Information given
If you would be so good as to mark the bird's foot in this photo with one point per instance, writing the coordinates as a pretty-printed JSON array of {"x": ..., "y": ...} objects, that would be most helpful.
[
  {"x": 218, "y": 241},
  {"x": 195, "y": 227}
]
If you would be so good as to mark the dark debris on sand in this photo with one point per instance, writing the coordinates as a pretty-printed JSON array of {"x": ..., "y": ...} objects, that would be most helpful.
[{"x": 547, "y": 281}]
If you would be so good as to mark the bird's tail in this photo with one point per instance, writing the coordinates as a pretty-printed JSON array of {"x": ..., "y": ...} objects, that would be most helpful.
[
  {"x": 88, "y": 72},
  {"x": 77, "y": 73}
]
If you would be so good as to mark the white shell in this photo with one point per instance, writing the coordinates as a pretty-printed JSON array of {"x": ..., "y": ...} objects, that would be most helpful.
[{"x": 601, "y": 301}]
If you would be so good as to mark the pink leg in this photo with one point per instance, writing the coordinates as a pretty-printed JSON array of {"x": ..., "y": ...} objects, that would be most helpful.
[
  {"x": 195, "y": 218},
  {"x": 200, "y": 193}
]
==
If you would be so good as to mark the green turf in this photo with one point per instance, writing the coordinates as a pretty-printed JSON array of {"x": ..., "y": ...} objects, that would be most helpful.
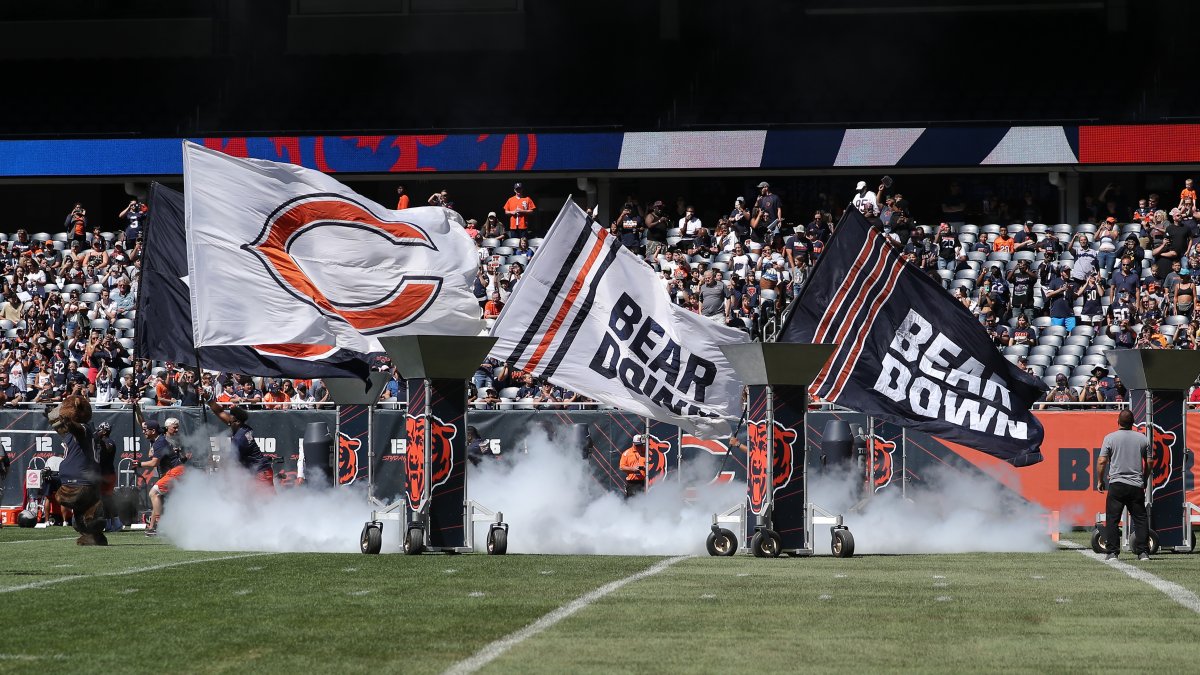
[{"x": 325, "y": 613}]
--
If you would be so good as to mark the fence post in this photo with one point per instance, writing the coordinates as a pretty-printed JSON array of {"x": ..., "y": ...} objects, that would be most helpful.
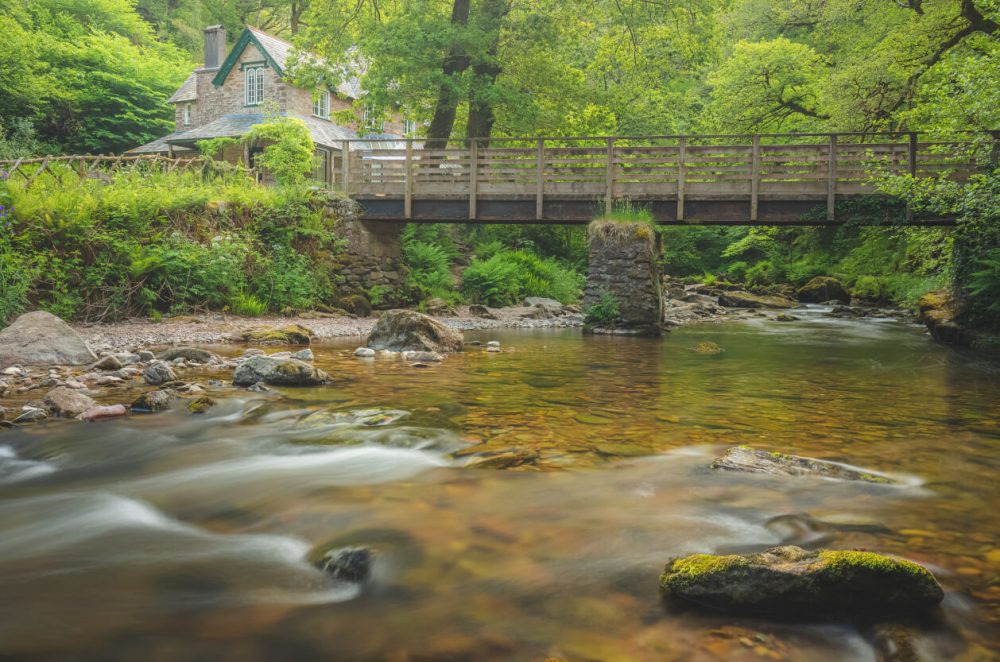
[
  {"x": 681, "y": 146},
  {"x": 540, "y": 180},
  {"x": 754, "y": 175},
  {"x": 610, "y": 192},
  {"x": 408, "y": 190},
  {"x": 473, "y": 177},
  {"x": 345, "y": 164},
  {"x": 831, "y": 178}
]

What is being asked
Copy every line of the listing above that contains the word "bird".

Expected answer
If you would be so good as to mark the bird's foot in this photo with one point per instance, writing the coordinates as a pretty-printed JSON array of {"x": ..., "y": ...} objects, that would be most helpful.
If you would be so good as to mark the bird's tail in this photo with one point per instance, writing the coordinates as a pretty-printed JSON array of {"x": ..., "y": ...} objects, that would be most helpful.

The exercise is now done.